INSTRUCTIONS TO FOLLOW -
Your answer should be the records below, repeated exactly as they stand.

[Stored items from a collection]
┄┄┄┄┄┄
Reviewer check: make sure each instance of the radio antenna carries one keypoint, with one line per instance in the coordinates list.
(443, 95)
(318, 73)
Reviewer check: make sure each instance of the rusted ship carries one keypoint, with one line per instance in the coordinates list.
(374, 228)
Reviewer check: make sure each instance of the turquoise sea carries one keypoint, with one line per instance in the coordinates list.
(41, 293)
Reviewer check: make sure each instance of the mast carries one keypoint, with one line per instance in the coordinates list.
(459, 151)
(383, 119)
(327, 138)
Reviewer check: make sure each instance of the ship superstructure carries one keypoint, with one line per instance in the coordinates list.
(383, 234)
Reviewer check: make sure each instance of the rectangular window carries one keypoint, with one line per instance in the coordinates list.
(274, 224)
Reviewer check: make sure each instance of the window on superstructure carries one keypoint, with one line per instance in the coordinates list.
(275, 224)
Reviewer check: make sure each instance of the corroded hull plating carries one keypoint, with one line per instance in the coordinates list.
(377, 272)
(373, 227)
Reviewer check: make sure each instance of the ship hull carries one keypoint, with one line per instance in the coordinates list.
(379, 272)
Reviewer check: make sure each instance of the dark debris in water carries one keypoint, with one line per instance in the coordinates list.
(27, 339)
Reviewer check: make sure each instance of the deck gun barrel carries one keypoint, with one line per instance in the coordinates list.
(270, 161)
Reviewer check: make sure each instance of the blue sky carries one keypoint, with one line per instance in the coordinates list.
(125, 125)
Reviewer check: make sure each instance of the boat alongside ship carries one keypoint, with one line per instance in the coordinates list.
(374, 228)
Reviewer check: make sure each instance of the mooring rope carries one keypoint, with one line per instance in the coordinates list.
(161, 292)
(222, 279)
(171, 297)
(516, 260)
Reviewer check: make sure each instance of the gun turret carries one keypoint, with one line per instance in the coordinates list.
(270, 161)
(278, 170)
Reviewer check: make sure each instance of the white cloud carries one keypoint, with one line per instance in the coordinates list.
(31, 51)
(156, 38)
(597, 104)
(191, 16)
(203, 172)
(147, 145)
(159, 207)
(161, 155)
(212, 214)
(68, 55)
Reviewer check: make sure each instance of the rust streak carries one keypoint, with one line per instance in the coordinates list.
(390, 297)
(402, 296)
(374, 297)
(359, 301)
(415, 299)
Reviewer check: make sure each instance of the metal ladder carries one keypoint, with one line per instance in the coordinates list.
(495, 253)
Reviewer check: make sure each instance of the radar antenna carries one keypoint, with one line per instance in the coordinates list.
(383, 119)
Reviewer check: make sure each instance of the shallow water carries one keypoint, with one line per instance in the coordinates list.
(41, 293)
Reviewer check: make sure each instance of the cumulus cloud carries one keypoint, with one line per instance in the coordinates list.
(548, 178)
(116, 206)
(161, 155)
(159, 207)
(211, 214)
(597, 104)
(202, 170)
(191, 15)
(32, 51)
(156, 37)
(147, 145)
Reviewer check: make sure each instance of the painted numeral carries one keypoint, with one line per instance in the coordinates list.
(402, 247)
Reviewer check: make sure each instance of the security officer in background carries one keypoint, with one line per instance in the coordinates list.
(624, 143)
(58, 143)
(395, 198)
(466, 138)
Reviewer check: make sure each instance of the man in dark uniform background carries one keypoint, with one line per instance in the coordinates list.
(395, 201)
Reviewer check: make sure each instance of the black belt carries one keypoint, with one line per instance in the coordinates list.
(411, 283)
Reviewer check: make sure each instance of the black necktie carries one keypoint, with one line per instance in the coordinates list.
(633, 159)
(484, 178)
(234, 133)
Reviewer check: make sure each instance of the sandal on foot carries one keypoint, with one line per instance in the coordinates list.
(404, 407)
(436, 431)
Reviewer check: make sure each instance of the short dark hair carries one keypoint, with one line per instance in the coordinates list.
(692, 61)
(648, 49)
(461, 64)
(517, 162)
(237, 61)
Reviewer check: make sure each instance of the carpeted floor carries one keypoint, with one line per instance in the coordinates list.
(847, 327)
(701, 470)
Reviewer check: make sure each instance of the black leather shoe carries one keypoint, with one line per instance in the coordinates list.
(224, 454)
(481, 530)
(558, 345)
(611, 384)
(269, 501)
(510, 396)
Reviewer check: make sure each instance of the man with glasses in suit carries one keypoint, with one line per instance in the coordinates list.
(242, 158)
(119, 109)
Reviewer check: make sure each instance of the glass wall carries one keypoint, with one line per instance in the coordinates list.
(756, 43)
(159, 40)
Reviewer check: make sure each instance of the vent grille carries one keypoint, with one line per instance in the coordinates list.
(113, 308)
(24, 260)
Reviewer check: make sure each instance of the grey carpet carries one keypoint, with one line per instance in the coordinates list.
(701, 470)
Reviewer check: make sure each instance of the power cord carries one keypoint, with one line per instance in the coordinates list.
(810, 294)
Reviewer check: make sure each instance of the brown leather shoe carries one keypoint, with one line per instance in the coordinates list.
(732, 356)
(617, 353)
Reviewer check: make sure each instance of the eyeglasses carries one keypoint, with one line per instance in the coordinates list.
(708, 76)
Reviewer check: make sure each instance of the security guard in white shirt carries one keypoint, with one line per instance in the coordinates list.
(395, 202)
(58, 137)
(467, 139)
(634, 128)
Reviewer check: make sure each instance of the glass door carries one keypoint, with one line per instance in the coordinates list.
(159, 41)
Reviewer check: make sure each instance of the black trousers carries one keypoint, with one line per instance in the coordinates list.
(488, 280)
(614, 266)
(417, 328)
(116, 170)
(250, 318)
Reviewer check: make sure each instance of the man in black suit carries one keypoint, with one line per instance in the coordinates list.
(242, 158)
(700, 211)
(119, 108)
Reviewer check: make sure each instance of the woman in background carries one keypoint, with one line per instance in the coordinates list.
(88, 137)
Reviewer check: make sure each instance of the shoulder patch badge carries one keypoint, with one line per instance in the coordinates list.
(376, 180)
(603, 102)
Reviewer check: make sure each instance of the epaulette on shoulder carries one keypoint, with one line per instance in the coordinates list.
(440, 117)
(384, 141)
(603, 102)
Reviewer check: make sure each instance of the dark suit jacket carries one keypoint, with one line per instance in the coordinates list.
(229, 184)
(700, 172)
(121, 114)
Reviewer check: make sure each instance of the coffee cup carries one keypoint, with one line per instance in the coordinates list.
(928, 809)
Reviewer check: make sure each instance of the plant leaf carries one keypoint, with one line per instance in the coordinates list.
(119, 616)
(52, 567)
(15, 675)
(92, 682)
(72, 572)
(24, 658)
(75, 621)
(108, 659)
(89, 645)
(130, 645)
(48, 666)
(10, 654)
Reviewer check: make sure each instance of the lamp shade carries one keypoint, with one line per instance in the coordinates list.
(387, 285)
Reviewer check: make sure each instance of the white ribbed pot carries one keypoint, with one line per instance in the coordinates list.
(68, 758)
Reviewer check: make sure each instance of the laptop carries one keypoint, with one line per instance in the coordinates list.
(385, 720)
┄┄┄┄┄┄
RESPONSE TO THIS TASK -
Reviewer check: make sure each instance of the radio antenna carries one keypoint, with one line per instance in the coordinates list.
(443, 95)
(318, 73)
Reviewer check: make sure each instance of the rusted ship carries one keypoint, with one line per instance in the coordinates list.
(374, 228)
Reviewer check: make sure each instance of the turquoise sea carries one keypoint, with one line per instance in the coordinates list.
(41, 293)
Reviewer check: make sure each instance of the mast carries one keypoint, with one line per instance in the coordinates list.
(459, 151)
(383, 119)
(327, 138)
Reviewer check: make sure each instance of the ship superstructure carries one keypoint, with one line per instance in the coordinates list.
(383, 234)
Reviewer check: make sure each instance of the rectangular window carries one keypoint, with one line per instance in the coordinates list.
(274, 224)
Reviewer check: make sure each instance of the window on superstructure carries one keypoint, with one line per instance in the coordinates list.
(275, 224)
Reviewer check: make sure each instance of the corroded hull plating carries one keypoint, with one line per instance in the coordinates list.
(377, 272)
(373, 227)
Reviewer check: make sure each instance of the ship hull carries one keypoint, with one line per instance in the coordinates list.
(379, 272)
Reviewer check: make sure each instance of the dark debris in water carries one keypoint, with one line per instance in the coordinates list.
(27, 339)
Reviewer check: make sure each instance of the deck gun barrel carries one keypoint, with one line per instance in the coordinates list.
(270, 161)
Reviewer check: make sure each instance of the blue sky carries one keypoint, with one line per instance in the coordinates list.
(125, 125)
Reviewer check: make sure each instance of the boat alongside ship carries one keypoint, with one line per instance in the coordinates list.
(374, 228)
Reviewer check: make sure each instance of the mooring rope carries one keypoint, with one line per instance in the coordinates list.
(161, 292)
(222, 279)
(171, 297)
(516, 260)
Reviewer check: make sure each instance of the gun turret carries one keypoint, with one line per instance in the coordinates list.
(270, 161)
(278, 170)
Reviewer check: make sure each instance of the white cloud carries one keypoint, with one line per instance in the coordinates list.
(31, 51)
(156, 38)
(597, 104)
(191, 16)
(203, 172)
(147, 145)
(159, 207)
(161, 155)
(212, 214)
(68, 55)
Reviewer check: make sure each instance of the rust streak carries one keypoint, with one line per instance in the coordinates list.
(390, 297)
(402, 296)
(374, 297)
(359, 301)
(415, 299)
Reviewer check: make sure each instance of the metal ladder carries one keypoint, with one line per instance in the coordinates list.
(495, 253)
Reviewer check: make sure each instance of the radar antenna carries one keypoint, with one line per instance in the coordinates list.
(383, 119)
Reviewer check: make sure each instance of the shallow water carries one keypoint, with one line per instance in the coordinates list.
(41, 293)
Reviewer check: make sure each instance of the cumulus cloud carries one keypoint, with one line per instance in the coordinates list.
(548, 178)
(116, 206)
(161, 155)
(159, 207)
(211, 214)
(597, 104)
(202, 170)
(191, 15)
(32, 51)
(156, 37)
(147, 145)
Reviewer check: make sure each instance of the painted numeral carries one keypoint, with one line per instance in the coordinates list.
(402, 247)
Reviewer check: make sure each instance of the security officer in background carries one keypoint, with one line per instance in the coordinates list.
(624, 143)
(58, 143)
(395, 198)
(466, 138)
Reviewer check: make sure each instance of the man in dark uniform background carries one keypoint, with one line per instance in the coordinates list.
(395, 201)
Reviewer check: make sure each instance of the black belt carries one keypoint, with one line per instance in the coordinates list.
(411, 283)
Reviewer check: make sure each instance of the black necktie carries one keypoint, with one line per instance in the coordinates list.
(633, 159)
(484, 178)
(234, 133)
Reviewer check: make sure each instance of the sandal on foot carries one keypoint, with one line per instance in the coordinates list.
(404, 407)
(436, 431)
Reviewer check: make sure each instance of the short dark hair carries one keypoint, with one line per instance in the coordinates list.
(692, 61)
(648, 49)
(461, 64)
(517, 162)
(237, 61)
Reviewer check: make sure each instance of the carpeted floor carries one keypoint, with one line per instance in the coordinates list.
(847, 327)
(701, 470)
Reviewer check: make sure each instance of the black leather shoe carries one keypoint, with one line per instance in the coordinates list.
(224, 454)
(481, 530)
(558, 345)
(611, 384)
(269, 501)
(510, 396)
Reviewer check: make sure each instance of the man with glasses in suit carries one keypoint, with one line per instance in the coordinates list.
(242, 158)
(119, 109)
Reviewer check: make sure each instance of the glass wall carries one keypoint, with one line per instance in the coordinates list.
(756, 43)
(159, 40)
Reviewer check: make sure each instance of the vent grille carries one keypoint, with one line per instance in the coordinates list.
(113, 308)
(24, 260)
Reviewer check: make sure each instance of the grey carpet carries one keypoint, with one line per instance in the coordinates list.
(701, 470)
Reviewer check: make sure each instance of the power cord carries one keypoint, with one line per instance in the coordinates list.
(810, 294)
Reviewer check: make sure each instance of the brown leather shoe carries one keypoint, with one line per instance in the coordinates list.
(732, 356)
(617, 353)
Reviewer check: make sure each instance of the eyeglasses carries one keypoint, with one line per instance in the coordinates list.
(708, 76)
Reviewer check: make sure each instance of the security guard in white shirt carries one keypoint, with one line per instance in the coordinates list.
(395, 202)
(58, 137)
(467, 139)
(634, 128)
Reviewer check: make sure each instance of the glass door carries one keypoint, with one line per instance in the coordinates list.
(159, 41)
Reviewer check: make sure each instance of the black trousers carries one keypoint, with one line per instance in the coordinates list.
(488, 280)
(614, 266)
(417, 328)
(116, 170)
(250, 318)
Reviewer check: make sure each instance of the man in black suit carries one keypoint, with one line per instance in the coordinates list.
(242, 158)
(700, 211)
(119, 108)
Reviewer check: make sure each instance of the woman in background carries one keypoint, with one line per instance in the coordinates list.
(88, 137)
Reviewer check: make sure each instance of the shoulder patch badge carries one keypoint, with one line per instance in the coordinates list.
(376, 180)
(603, 102)
Reviewer check: make sure each instance of the epaulette on shoulder carries one keypoint, with one line per instance in the coordinates list.
(440, 117)
(384, 141)
(603, 102)
Reviewer check: make sure each instance of the dark suit jacket carries one keypoint, with one line per instance in the coordinates list.
(229, 184)
(700, 172)
(121, 114)
Reviewer check: make sure each instance of the coffee cup carries one keypoint, with one line per instance in the coordinates list.
(928, 809)
Reviewer check: make sure each instance of the plant leaf carries one keypoint, with one line per instance in the coordinates list.
(119, 616)
(52, 567)
(15, 675)
(92, 682)
(72, 572)
(24, 658)
(75, 621)
(108, 659)
(89, 645)
(130, 645)
(48, 666)
(10, 654)
Reviewer check: make sure each instance of the lamp shade carries one keypoint, with one line per instance in the coordinates list.
(387, 285)
Reviewer check: make sure each instance of the white ribbed pot carries one keypoint, with one line per instance in the coordinates list.
(68, 758)
Reviewer check: make sure each instance of the laptop carries one keypoint, with one line per instance in the coordinates list.
(385, 720)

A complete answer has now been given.